> WORK TO BE COMPLETED:
Whatever appears in the entries must be given again exactly.

Text-to-region grounding data

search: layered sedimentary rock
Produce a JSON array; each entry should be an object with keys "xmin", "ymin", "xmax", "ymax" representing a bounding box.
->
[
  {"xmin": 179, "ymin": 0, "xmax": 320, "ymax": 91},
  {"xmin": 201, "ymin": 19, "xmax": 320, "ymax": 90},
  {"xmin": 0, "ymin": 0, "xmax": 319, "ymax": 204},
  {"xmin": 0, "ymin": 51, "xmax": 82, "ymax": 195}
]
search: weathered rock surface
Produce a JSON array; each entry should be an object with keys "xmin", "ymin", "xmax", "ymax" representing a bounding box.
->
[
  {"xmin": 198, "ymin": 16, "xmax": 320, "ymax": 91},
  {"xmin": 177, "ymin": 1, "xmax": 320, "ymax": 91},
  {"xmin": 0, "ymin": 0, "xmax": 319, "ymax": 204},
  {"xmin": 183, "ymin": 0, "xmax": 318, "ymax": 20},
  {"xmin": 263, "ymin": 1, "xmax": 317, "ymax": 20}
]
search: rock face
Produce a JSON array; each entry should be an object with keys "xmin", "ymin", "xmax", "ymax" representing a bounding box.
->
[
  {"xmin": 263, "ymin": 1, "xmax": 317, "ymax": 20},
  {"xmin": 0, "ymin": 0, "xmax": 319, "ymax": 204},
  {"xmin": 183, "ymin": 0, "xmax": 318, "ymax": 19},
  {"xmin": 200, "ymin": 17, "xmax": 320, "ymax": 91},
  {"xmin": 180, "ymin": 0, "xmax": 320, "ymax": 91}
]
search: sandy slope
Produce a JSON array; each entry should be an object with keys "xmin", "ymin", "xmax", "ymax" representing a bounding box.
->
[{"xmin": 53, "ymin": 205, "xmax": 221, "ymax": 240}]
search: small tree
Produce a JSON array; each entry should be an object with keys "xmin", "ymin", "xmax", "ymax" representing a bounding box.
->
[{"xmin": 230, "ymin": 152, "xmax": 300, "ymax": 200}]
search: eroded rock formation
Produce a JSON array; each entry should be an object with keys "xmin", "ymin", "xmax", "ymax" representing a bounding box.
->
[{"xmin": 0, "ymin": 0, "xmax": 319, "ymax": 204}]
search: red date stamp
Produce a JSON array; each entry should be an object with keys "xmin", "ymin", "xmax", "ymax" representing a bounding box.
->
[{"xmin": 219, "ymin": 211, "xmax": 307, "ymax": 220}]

> REPLY:
search: layered sedimentary rock
Produce a JSON array; each entry should be an object with keys "xmin", "ymin", "xmax", "ymax" representing a bounding box.
->
[
  {"xmin": 179, "ymin": 0, "xmax": 320, "ymax": 91},
  {"xmin": 201, "ymin": 19, "xmax": 320, "ymax": 90},
  {"xmin": 0, "ymin": 0, "xmax": 319, "ymax": 204},
  {"xmin": 0, "ymin": 51, "xmax": 82, "ymax": 195}
]
search: weathered rock surface
Produce a JSON array; each entry should be an object with keys "xmin", "ymin", "xmax", "ymax" representing a bounding box.
->
[
  {"xmin": 198, "ymin": 16, "xmax": 320, "ymax": 91},
  {"xmin": 177, "ymin": 1, "xmax": 320, "ymax": 91},
  {"xmin": 0, "ymin": 0, "xmax": 319, "ymax": 204},
  {"xmin": 183, "ymin": 0, "xmax": 318, "ymax": 20},
  {"xmin": 263, "ymin": 1, "xmax": 317, "ymax": 20}
]
search: rock face
Produce a JSON array; each entry should be an object with keys "xmin", "ymin", "xmax", "ymax" representing a bounding box.
->
[
  {"xmin": 263, "ymin": 1, "xmax": 317, "ymax": 20},
  {"xmin": 0, "ymin": 0, "xmax": 319, "ymax": 204},
  {"xmin": 183, "ymin": 0, "xmax": 318, "ymax": 19},
  {"xmin": 200, "ymin": 17, "xmax": 320, "ymax": 91},
  {"xmin": 180, "ymin": 0, "xmax": 320, "ymax": 91}
]
search: sandy slope
Produce a JSON array; each entry should be an object with keys "xmin", "ymin", "xmax", "ymax" representing a bounding box.
->
[{"xmin": 53, "ymin": 205, "xmax": 221, "ymax": 240}]
search: small tree
Produce a JSON array; each entry should be an object with keys "xmin", "ymin", "xmax", "ymax" representing a bounding box.
->
[{"xmin": 230, "ymin": 152, "xmax": 300, "ymax": 200}]
search: eroded rock formation
Produce a JSON array; each entry should be an object with keys "xmin", "ymin", "xmax", "ymax" representing a bounding box.
->
[{"xmin": 0, "ymin": 0, "xmax": 319, "ymax": 204}]
search: red date stamp
Produce a JSON array; each entry should be an object with keys "xmin", "ymin", "xmax", "ymax" representing a bounding box.
->
[{"xmin": 219, "ymin": 211, "xmax": 307, "ymax": 220}]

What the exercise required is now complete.